TASKS:
- A) According to the gardening text, how many days does summer squash need to mature?
- B) Rewrite the part of the gardening text starting with "If an early" and going on through "fruits will develop.", putting "tarp" in place of "blanket".

For the Zuc's there isn't enough difference, in our opinion, to be
worth fighting over. Summer
squash require only from 40 to 50 days to mature. It isn't too late
to plant a few seeds if your garden has a sunny spot. If the soil
tends to be on the heavy clay side or otherwise poorly drained, make
a mound or hill before planting following the advice for soil improvements
mentioned above. Plant the seeds one-half inch deep and water well.
If an early light frost is predicted, drive a short stake in the ground
next to the plant and cover with an old sheet or blanket. The stake
will support the cover. Summer
squash will continue to produce fruits as long as they are kept picked
off. The squash is best eaten fresh and when the fruits are small
(4 to 8 inches long). It is amazing how fast the fruits will develop.
If allowed to increase to a large size, the flavor isn't as good,
the skin becomes tough and the seeds coarse. The flavor peak occurs
when the blossom attached to the end of the squash turns brown and
dries. They may not be very big at that time but even so that is the
best time to enjoy them. Use care in picking the fruit to avoid damaging
the vine. A sharp knife is a good idea as twisting the fruit off can
damage the vine. For the
chefs amongst us, summer squash is the "darling of gourmets".

(Shape annotation items)
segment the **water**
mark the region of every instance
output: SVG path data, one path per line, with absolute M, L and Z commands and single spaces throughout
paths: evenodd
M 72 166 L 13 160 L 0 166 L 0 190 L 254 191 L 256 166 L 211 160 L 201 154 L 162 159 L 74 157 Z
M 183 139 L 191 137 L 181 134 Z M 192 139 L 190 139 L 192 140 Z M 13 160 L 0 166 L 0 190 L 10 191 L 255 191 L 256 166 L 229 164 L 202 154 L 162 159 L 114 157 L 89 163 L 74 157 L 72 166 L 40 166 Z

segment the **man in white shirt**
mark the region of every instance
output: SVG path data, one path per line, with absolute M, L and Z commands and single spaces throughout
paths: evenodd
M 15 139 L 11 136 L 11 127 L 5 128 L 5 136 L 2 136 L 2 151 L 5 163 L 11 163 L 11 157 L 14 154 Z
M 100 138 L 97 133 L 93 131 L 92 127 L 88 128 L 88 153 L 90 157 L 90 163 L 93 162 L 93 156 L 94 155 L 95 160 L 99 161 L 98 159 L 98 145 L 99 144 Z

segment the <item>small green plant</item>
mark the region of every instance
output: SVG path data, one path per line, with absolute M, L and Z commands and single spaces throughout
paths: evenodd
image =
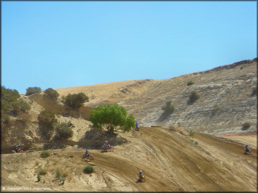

SOLUTIONS:
- A) From 40 to 50 days.

- B)
If an early light frost is predicted, drive a short stake in the ground
next to the plant and cover with an old sheet or tarp. The stake
will support the cover. Summer
squash will continue to produce fruits as long as they are kept picked
off. The squash is best eaten fresh and when the fruits are small
(4 to 8 inches long). It is amazing how fast the fruits will develop.